# Excerpted data
======
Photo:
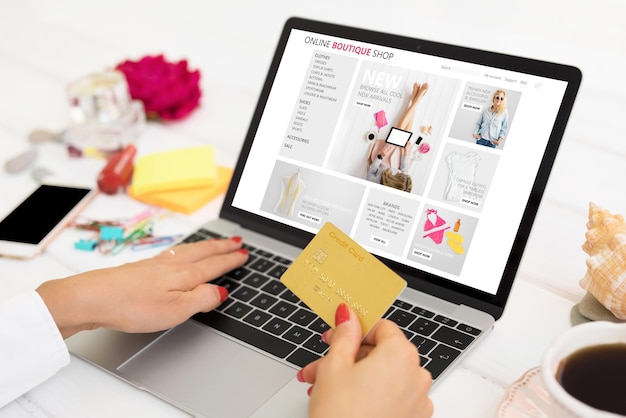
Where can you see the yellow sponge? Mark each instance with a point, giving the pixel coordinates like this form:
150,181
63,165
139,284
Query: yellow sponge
187,200
178,169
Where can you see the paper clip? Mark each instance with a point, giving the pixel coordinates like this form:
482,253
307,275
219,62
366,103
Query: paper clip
145,228
152,242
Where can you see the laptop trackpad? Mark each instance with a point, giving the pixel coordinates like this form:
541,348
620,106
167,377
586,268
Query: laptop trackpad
193,367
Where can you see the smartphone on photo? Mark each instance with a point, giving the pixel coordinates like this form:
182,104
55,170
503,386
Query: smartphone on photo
27,228
398,137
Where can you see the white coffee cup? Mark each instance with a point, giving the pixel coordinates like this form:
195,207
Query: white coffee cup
578,337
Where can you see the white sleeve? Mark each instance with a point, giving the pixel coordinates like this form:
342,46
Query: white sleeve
31,346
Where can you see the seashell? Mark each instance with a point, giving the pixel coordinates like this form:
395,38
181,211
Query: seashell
601,227
605,278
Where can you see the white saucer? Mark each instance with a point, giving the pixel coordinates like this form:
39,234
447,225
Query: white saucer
527,397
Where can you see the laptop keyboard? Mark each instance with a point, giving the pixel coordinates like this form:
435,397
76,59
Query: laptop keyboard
263,313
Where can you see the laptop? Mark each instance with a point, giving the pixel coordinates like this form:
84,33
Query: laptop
333,94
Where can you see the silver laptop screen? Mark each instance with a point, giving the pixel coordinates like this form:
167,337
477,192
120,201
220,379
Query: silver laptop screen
447,201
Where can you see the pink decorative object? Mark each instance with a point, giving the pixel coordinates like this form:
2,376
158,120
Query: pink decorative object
169,91
381,118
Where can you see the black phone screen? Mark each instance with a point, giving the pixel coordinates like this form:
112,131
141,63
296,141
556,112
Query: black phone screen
36,216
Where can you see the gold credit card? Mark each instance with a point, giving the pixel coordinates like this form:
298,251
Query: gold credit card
333,269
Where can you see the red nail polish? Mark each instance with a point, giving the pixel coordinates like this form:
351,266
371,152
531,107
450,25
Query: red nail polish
300,376
223,293
342,314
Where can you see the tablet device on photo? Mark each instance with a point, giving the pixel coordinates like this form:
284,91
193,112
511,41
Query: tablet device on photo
398,137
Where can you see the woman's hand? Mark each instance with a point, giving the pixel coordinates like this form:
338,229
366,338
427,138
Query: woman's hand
145,296
377,377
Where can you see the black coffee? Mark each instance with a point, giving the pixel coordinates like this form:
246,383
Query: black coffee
597,376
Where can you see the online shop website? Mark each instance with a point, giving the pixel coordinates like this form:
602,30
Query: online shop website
421,159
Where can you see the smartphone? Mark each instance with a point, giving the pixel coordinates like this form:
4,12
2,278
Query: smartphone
32,224
398,137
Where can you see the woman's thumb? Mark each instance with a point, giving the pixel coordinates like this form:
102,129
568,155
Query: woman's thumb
347,336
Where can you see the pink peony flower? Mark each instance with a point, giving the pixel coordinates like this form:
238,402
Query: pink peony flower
169,91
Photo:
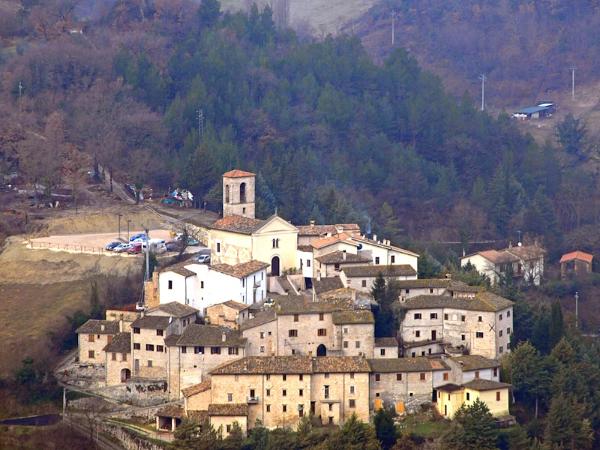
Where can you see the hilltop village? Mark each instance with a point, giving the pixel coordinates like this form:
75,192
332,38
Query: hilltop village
280,324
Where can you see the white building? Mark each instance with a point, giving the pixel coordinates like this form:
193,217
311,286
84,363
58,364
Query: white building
201,285
524,262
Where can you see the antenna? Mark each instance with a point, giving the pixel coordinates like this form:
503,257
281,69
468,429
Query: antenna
572,69
482,77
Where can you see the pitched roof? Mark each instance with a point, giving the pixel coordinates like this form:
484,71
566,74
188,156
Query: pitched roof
121,343
151,322
174,309
259,319
482,301
292,365
94,326
386,342
210,335
228,409
196,388
474,362
240,270
577,255
237,173
238,224
479,384
417,364
327,284
352,317
401,270
341,257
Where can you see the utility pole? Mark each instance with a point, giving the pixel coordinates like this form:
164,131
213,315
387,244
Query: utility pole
576,309
572,69
482,77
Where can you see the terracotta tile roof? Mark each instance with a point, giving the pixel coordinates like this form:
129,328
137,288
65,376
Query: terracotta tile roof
259,319
151,322
341,257
94,326
327,284
483,301
402,270
240,270
474,362
293,365
386,342
174,309
352,317
480,384
237,173
210,335
121,343
396,365
196,388
228,409
238,224
577,255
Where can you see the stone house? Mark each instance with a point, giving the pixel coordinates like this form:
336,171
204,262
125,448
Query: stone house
403,383
522,262
480,324
198,350
227,314
450,397
280,390
92,337
362,277
118,359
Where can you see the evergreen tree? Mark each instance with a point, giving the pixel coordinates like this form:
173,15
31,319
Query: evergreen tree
474,428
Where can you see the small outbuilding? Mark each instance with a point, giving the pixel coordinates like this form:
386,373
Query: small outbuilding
575,263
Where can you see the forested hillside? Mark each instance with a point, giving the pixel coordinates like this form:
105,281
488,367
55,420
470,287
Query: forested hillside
525,47
333,136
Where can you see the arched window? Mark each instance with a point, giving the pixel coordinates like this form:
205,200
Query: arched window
243,193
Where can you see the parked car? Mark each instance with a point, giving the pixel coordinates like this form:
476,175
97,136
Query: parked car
112,245
122,248
203,259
======
# Set problem
Exactly and exclusively, repeat the lines from the line that contains "Where can you see the small" through the end of the records, both ends included.

# Exercise solution
Where can you see the small outbuilding? Mark each instance with a point, giving the pixel coordinates like this form:
386,373
Query: small outbuilding
575,263
Where can you see the forested hillside? Mark each instance with a point, giving the pixel coordinates like this form:
105,281
488,367
55,420
470,287
Query: forested hillside
525,47
333,136
Where can you see the arched window? Mark each instance with a point, giving the pixel coordinates like this form:
205,200
Query: arched window
243,193
Where can you see the parked car? Mark each instance with a point, giving the pixel coordinates like this form:
476,175
97,136
Query: parked car
112,245
122,248
203,259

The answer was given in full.